Goal of the exercise: Print out the entries from the line containing "Can you find the man in dark" through the last line, exactly, and print nothing else. Pictures are not copied.
# # # # #
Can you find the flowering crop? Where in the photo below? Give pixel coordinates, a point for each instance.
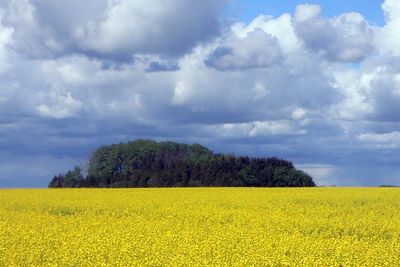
(200, 226)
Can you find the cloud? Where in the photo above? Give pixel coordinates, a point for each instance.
(322, 92)
(111, 29)
(388, 39)
(257, 50)
(346, 38)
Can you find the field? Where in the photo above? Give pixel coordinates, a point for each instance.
(200, 226)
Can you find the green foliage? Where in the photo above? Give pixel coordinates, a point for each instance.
(146, 163)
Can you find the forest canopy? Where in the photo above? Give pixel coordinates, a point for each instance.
(147, 163)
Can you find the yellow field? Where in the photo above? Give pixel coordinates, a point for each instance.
(197, 227)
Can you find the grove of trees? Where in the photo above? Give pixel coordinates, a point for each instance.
(147, 163)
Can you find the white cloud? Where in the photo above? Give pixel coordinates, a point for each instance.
(114, 29)
(257, 49)
(110, 71)
(388, 38)
(381, 140)
(346, 38)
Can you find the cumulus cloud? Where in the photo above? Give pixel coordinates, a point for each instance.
(346, 38)
(257, 50)
(76, 75)
(114, 29)
(388, 39)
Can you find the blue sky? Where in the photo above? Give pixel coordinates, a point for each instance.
(316, 82)
(246, 10)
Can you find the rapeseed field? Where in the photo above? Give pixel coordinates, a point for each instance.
(200, 227)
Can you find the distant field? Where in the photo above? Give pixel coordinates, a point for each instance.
(200, 226)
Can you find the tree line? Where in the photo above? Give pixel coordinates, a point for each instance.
(147, 163)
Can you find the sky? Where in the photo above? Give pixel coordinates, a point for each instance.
(316, 82)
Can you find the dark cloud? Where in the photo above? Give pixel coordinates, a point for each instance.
(111, 29)
(347, 38)
(72, 79)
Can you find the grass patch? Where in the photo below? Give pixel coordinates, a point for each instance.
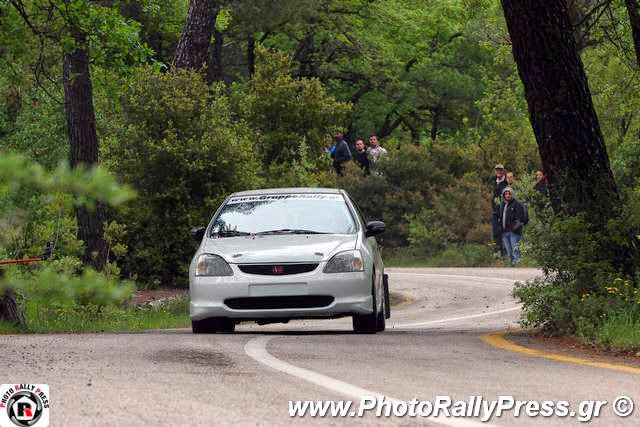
(620, 331)
(455, 256)
(75, 319)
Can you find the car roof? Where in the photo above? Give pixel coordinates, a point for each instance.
(288, 191)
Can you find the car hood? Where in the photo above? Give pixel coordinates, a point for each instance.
(280, 248)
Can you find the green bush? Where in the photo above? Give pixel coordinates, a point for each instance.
(285, 111)
(425, 198)
(591, 283)
(181, 148)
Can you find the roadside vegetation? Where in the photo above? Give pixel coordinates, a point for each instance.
(169, 125)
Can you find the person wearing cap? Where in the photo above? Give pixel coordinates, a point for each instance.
(512, 219)
(499, 184)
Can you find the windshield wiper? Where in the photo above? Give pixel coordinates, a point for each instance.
(291, 231)
(232, 233)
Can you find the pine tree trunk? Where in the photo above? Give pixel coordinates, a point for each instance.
(83, 138)
(10, 311)
(561, 111)
(251, 55)
(215, 68)
(193, 45)
(633, 8)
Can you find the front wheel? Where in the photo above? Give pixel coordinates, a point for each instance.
(213, 325)
(373, 322)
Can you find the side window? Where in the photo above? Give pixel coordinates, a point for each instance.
(358, 210)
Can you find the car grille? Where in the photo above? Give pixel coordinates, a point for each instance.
(277, 269)
(279, 302)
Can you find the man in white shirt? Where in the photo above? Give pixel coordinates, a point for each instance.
(375, 151)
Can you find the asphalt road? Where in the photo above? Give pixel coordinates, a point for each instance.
(432, 347)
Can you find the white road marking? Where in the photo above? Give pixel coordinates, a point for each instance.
(457, 276)
(455, 319)
(256, 348)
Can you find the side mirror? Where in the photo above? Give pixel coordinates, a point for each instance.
(198, 233)
(374, 228)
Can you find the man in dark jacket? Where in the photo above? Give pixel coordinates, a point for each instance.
(512, 218)
(342, 153)
(361, 156)
(499, 183)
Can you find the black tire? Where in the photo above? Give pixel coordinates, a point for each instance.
(369, 323)
(387, 308)
(213, 325)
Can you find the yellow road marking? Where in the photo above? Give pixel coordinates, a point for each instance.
(498, 340)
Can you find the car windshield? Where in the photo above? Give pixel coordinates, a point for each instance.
(284, 214)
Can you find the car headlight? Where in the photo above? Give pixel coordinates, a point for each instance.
(345, 262)
(212, 265)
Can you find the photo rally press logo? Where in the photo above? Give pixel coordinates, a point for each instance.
(24, 405)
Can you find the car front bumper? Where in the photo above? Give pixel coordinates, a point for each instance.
(351, 293)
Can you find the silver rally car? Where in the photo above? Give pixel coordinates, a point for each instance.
(279, 254)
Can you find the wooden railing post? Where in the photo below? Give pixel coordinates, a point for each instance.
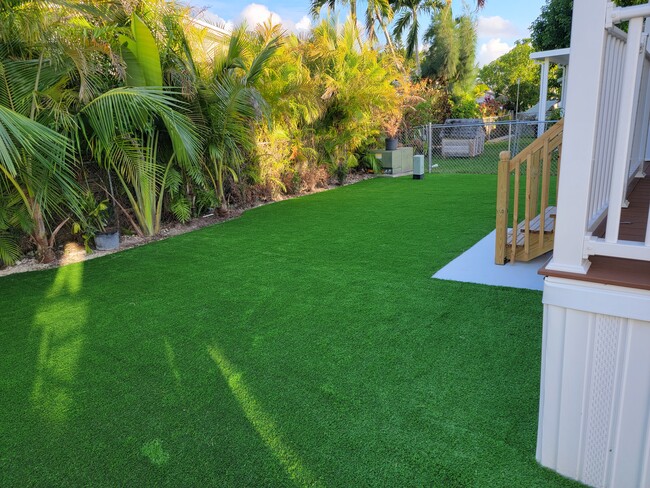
# # # # #
Solution below:
Can you find the man in dark jacket? Where in the photo above? Give pixel coordinates, a point for each instance.
(512, 218)
(342, 153)
(361, 156)
(499, 183)
Can you find the black tire? Where in the photo above? Give pixel coordinates, a point for each instance.
(369, 323)
(387, 308)
(213, 325)
Can you find the yellow road marking? Where in the photo above? Give pixel coordinates, a point for each instance.
(498, 340)
Can you find the car windshield? Where in the photo above? Give pixel coordinates, a point for each instance.
(284, 214)
Can you find the car headlight? Where in the photo above? Give pixel coordinates, a point for each instance.
(345, 262)
(212, 265)
Can you find the photo rally press logo? Where in the photo above? Give pixel coordinates, a point for each instance.
(24, 405)
Can you find the car front bumper? Where in the photo above? Give pixel coordinates, a point for each instance.
(351, 293)
Can you find the silver rally car? Where in the photo above? Give pixel coordinates, a point for each instance.
(279, 254)
Can you find the wooden railing post? Where in the photo below? Give pixel coordinates, a point for each instance.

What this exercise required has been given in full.